## WORK ITEM
Transcribe the letter below about gender and sexuality in full, reproducing every word and punctuation mark without change.

## TEXT FOR ANALYSIS
=== Begin Enclosure ===
07 June 2009

Dear Mister and/or Missus Sender

I've been thinking about gender and sexuality recently (recently here having the meaning of "pretty much since I hit high school and realised it was an issue"). A lot of the process involves wanting to know more about... well, everything, because I feel that I've taken more things for granted than I should.

Let's take these one issue at a time, shall we?

Gender first. I've always distinguished the point between sex and gender because there's a huge difference: how you view yourself versus what you've got to work with. For me, it's never been an issue, and that's because I never questioned it. I had internal sex organs, so my parents bought me dresses and bows and pretty things and grew my hair long, but they never mentioned it; nobody ever said explicitly "you are a girl and this is how girls are". I never thought to challenge the assumption that "female" on the outside matched "female" on the inside. Thus, the truth of it is that I
don't think of myself in terms of gender. I am a human being that happens to have internal sex organs, breasts, and what are considered more feminine psychical features. It's external. Internally I might as well be air.

The exception to this truth— because for me, it is reality— is when I find myself attracted to a guy, which brings me to the second issue. I went to Catholic school growing up, but I also lived in San Francisco, so it brought about an interesting juxtaposition in terms of sexuality. I knew that there were men who were attracted to men and women who were attracted to women and both attracted to both (the whole "there is no such thing as bisexual" argument is bullocks), but nobody ever talked about it. The Church views homosexuality as a sin—which is one of the reasons I do not put stock in organised religion, but that's another argument— so I never really learned about it. When I went to high school, I learned some, mostly through experience. But all of everything I know about sexuality and sexual orientation is theory, except for that sick desire to... I still haven't really figured it out. I wouldn't know what to do with a boyfriend or girlfriend. All I know is that something in me urges me to try and be close with someone.
=== End Enclosure ===
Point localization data
=== Begin Enclosure ===
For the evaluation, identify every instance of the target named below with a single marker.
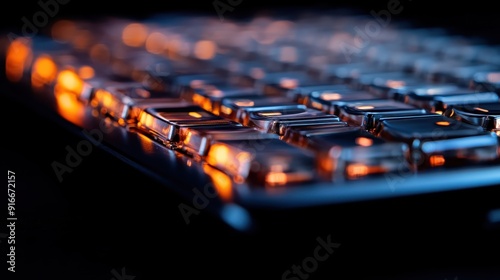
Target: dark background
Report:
(468, 17)
(108, 215)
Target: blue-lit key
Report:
(262, 162)
(273, 121)
(123, 102)
(197, 140)
(330, 100)
(438, 101)
(209, 97)
(487, 81)
(368, 113)
(436, 140)
(238, 109)
(486, 115)
(163, 122)
(351, 153)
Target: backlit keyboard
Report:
(273, 113)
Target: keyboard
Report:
(265, 117)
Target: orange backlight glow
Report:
(244, 103)
(195, 115)
(63, 30)
(18, 55)
(221, 182)
(443, 123)
(395, 83)
(44, 71)
(289, 83)
(366, 107)
(481, 109)
(205, 49)
(156, 43)
(86, 72)
(276, 178)
(436, 160)
(363, 141)
(328, 96)
(68, 80)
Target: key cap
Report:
(400, 93)
(123, 102)
(438, 101)
(350, 153)
(463, 75)
(210, 97)
(174, 77)
(382, 86)
(368, 113)
(277, 84)
(437, 140)
(237, 109)
(272, 121)
(487, 81)
(486, 115)
(346, 73)
(267, 162)
(196, 141)
(164, 121)
(330, 101)
(301, 93)
(299, 133)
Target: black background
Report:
(99, 220)
(469, 17)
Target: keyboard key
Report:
(210, 97)
(486, 81)
(383, 86)
(272, 121)
(351, 153)
(197, 140)
(400, 93)
(300, 94)
(267, 162)
(163, 122)
(368, 113)
(124, 101)
(437, 140)
(277, 84)
(486, 115)
(438, 101)
(330, 100)
(299, 133)
(237, 109)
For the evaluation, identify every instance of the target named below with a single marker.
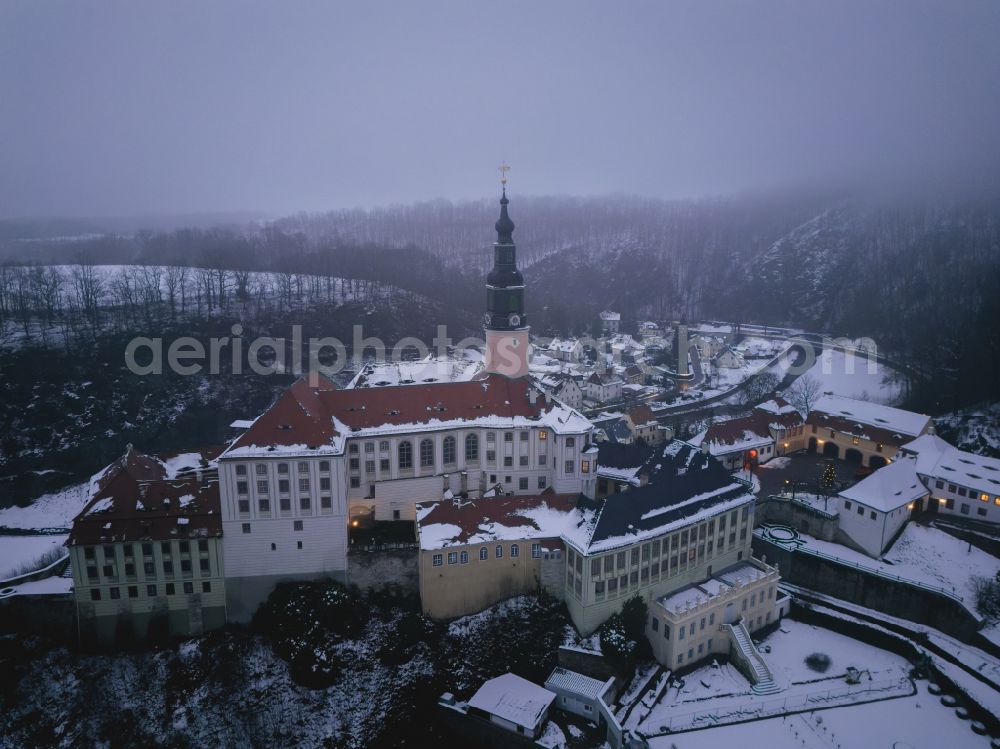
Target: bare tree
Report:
(803, 393)
(759, 388)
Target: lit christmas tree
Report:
(828, 480)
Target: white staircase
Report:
(759, 673)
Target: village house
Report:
(474, 553)
(146, 550)
(859, 431)
(610, 322)
(690, 518)
(563, 387)
(961, 483)
(730, 358)
(770, 430)
(603, 387)
(644, 425)
(872, 513)
(569, 350)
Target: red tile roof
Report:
(304, 415)
(758, 422)
(137, 498)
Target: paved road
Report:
(804, 468)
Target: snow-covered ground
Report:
(794, 641)
(973, 429)
(16, 551)
(923, 555)
(910, 722)
(55, 510)
(853, 377)
(720, 694)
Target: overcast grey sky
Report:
(123, 108)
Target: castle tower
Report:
(506, 321)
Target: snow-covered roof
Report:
(736, 576)
(685, 486)
(571, 681)
(876, 415)
(777, 406)
(515, 699)
(426, 370)
(889, 487)
(939, 459)
(316, 418)
(456, 522)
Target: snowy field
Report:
(917, 722)
(16, 551)
(853, 377)
(923, 555)
(55, 510)
(719, 692)
(794, 642)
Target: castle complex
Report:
(497, 476)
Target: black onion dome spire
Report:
(504, 226)
(504, 283)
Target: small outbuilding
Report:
(513, 703)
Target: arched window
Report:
(426, 453)
(405, 455)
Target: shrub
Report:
(818, 662)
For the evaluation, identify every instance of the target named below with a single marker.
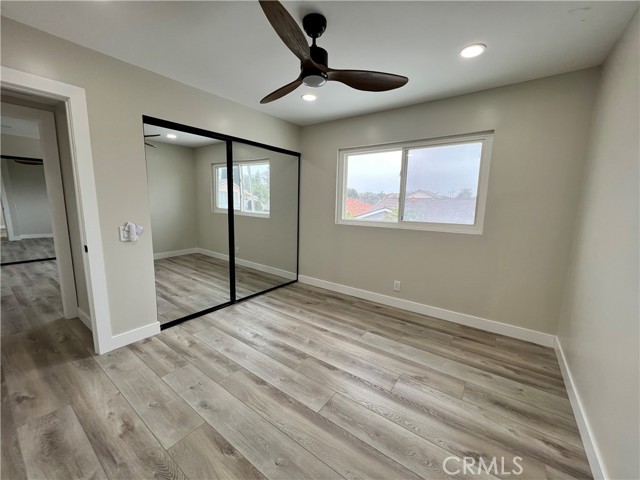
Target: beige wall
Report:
(171, 173)
(26, 188)
(513, 273)
(599, 324)
(267, 241)
(118, 94)
(213, 230)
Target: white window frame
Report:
(486, 138)
(214, 188)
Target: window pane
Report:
(255, 187)
(373, 186)
(221, 178)
(442, 184)
(221, 188)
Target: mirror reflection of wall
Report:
(266, 218)
(26, 213)
(187, 280)
(189, 187)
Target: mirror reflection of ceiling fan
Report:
(150, 136)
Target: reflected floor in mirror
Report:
(27, 249)
(191, 283)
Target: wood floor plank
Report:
(205, 455)
(158, 356)
(275, 349)
(327, 353)
(303, 389)
(531, 442)
(560, 427)
(343, 452)
(504, 369)
(418, 419)
(12, 463)
(535, 363)
(359, 308)
(382, 359)
(165, 413)
(262, 444)
(505, 386)
(55, 446)
(293, 308)
(342, 311)
(32, 390)
(123, 443)
(207, 359)
(417, 454)
(411, 389)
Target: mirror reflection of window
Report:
(251, 187)
(189, 202)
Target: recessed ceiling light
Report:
(474, 50)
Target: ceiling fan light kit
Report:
(314, 69)
(471, 51)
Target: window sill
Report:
=== End Enclosure ===
## PROBLEM SOLUTION
07 June 2009

Dear Mister and/or Missus Sender

I've been thinking about gender and sexuality recently (recently here having the meaning of "pretty much since I hit high school and realised it was an issue"). A lot of the process involves wanting to know more about... well, everything, because I feel that I've taken more things for granted than I should.

Let's take these one issue at a time, shall we?

Gender first. I've always distinguished the point between sex and gender because there's a huge difference: how you view yourself versus what you've got to work with. For me, it's never been an issue, and that's because I never questioned it. I had internal sex organs, so my parents bought me dresses and bows and pretty things and grew my hair long, but they never mentioned it; nobody ever said explicitly "you are a girl and this is how girls are". I never thought to challenge the assumption that "female" on the outside matched "female" on the inside. Thus, the truth of it is that I
don't think of myself in terms of gender. I am a human being that happens to have internal sex organs, breasts, and what are considered more feminine psychical features. It's external. Internally I might as well be air.

The exception to this truth— because for me, it is reality— is when I find myself attracted to a guy, which brings me to the second issue. I went to Catholic school growing up, but I also lived in San Francisco, so it brought about an interesting juxtaposition in terms of sexuality. I knew that there were men who were attracted to men and women who were attracted to women and both attracted to both (the whole "there is no such thing as bisexual" argument is bullocks), but nobody ever talked about it. The Church views homosexuality as a sin—which is one of the reasons I do not put stock in organised religion, but that's another argument— so I never really learned about it. When I went to high school, I learned some, mostly through experience. But all of everything I know about sexuality and sexual orientation is theory, except for that sick desire to... I still haven't really figured it out. I wouldn't know what to do with a boyfriend or girlfriend. All I know is that something in me urges me to try and be close with someone.